**Passage shown:**
"""
By construction, the performance differences that occur between the sub-indexes and the RTL-neutral benchmark are due only to differences in rebalance schedule. Therefore, by calculating the differences in monthly returns between the sub-indexes and the RTL-neutral benchmark, we can empirically measure RTL. Specifically, we measure RTL as the annualized volatility of these differences.

Hoffstein et al (2019) derived an intuitive closed-form solution for an ex-ante estimate of RTL (Equation 1). From this equation, it becomes clear that RTL (L) is affected by a portfolio’s turnover rate (T), rebalance frequency (f), and the opportunity set allotted to the portfolio (S). [5]

A higher turnover rate implies that the holdings of a portfolio have a higher potential for meaningful divergence for different rebalance schedules. Consider a portfolio with 100% average annual turnover; it would follow that a portfolio such as this, with an annual rebalance schedule in January versus a portfolio rebalanced in July, would have a low level of holdings overlap, thus increasing the role of RTL in the two portfolios’ performance results. Conversely, a strategy with close to zero turnover would have a high level of holdings overlap between rebalance schedules, implying a lower amount of performance dispersion from RTL alone.

We should think of T as an intrinsic, continuous turnover rate of the strategy driven by the decay speed of the driving signals.  In practice, however, portfolios are typically refreshed at a discrete frequency (f) to balance signal freshness with implementation costs.  For faster moving signals (e.g. momentum which has a particularly short half-life as opposed to a slow signal such as value), the level of signal decay in between rebalance dates can introduce RTL into the portfolio’s performance as the signal begins to decay, favoring more recent information.

With this in mind, we also construct a number of specifications for each factor by varying (1) the number of holdings and (2) the rebalance frequency. Portfolio holdings range between 50 and 400 securities in increments of 50. Rebalance frequency is either annual, semi-annual, or quarterly. [6]

Exhibit 1 depicts the calculated RTL of the four factor portfolios for different concentration and rebalance frequency specifications. [7]


Exhibit 1

In this table, we show the empirical estimate of timing luck of Value, Momentum, Quality, and Low Volatility U.S. Large Cap equity factor portfolios for annual, semi-annual, and quarterly rebalance frequencies, varied by the number of holdings in the portfolio. The Momentum portfolio is constructed by sorting on 12-1 month realized returns; the Value portfolio is constructed by sorting on trailing twelve-month earnings yield; the Quality portfolio is constructed by sorting on the average rank of trailing twelve-month return on equity, accruals ratio (negative), and leverage ratio (negative); the Low Volatility portfolio is constructed by sorting on trailing twelve-month realized volatility (negative). The time-period for these results is July 2000 to September 2019.
"""
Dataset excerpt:
"""
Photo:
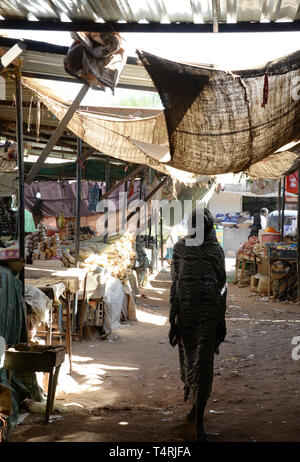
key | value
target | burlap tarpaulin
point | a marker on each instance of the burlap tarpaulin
(220, 122)
(277, 165)
(140, 140)
(214, 121)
"""
**Required tasks:**
(a) Print the text of the passage on rebalance timing luck between "A higher turnover" and "from RTL alone.", inclusive.
(b) In the passage on rebalance timing luck, what is the Value portfolio sorted on?
(c) Go on with the passage on rebalance timing luck, starting after its final sentence.
The data above is separate material and is not part of the passage on rebalance timing luck.

**Answers to the problems:**
(a)
A higher turnover rate implies that the holdings of a portfolio have a higher potential for meaningful divergence for different rebalance schedules. Consider a portfolio with 100% average annual turnover; it would follow that a portfolio such as this, with an annual rebalance schedule in January versus a portfolio rebalanced in July, would have a low level of holdings overlap, thus increasing the role of RTL in the two portfolios’ performance results. Conversely, a strategy with close to zero turnover would have a high level of holdings overlap between rebalance schedules, implying a lower amount of performance dispersion from RTL alone.

(b) Trailing twelve-month earnings yield.

(c)
Source: Sharadar. Past performance is not an indicator of future results. Performance is backtested and hypothetical. Performance figures are gross of all fees, including, but not limited to, manager fees, transaction costs, and taxes. Performance assumes the reinvestment of all distributions.


In line with Equation 1, the empirical results show that higher turnover styles, such as momentum, exhibit higher realized RTL as opposed to lower turnover styles such as low volatility. Further, higher portfolio concentration (i.e. fewer holdings) increases the magnitude of RTL as more concentrated portfolios would reduce the level of holdings overlap between rebalance versions, while more frequent rebalancing tends to reduce it. Surprising, however, is the actual magnitude of RTL; for a semi-annual rebalance schedule, annualized RTL is as high as 2.5%, 4.4%, 1.1% and 2.0% for 100-stock value, momentum, low volatility, and quality portfolios, respectively.

A portfolio that takes a long position in one of these sub-portfolios while being short another, could then explicitly capture the relative effect of timing luck between the two portfolios. If we assume that the impacts of RTL are independent from one another, we can calculate the volatility of this long-short portfolio through Equation 2, where vi and vj are the different sub-portfolios of the same strategy.  From this, a confidence level can be generated to capture the potential return range that a strategy would be expected to achieve, simply from the rebalance choices the strategy had made. For the 100-stock value, momentum, low-volatility, and quality portfolios, we could, therefore, infer that a strategy targeting one of these styles could have resulted in performance dispersions of +/- 7.1, 12.5, 3.1, and 5.7 annual percentage points due to RTL alone. 

These results complicate the manager selection process as the annual returns of two managers tilting towards the same style could be several hundred basis points apart strictly due to different rebalance schedules and nothing else.  Conversely, the skill of a manager may appear diminished (inflated) when compared to a benchmark that realized positive (negative) RTL.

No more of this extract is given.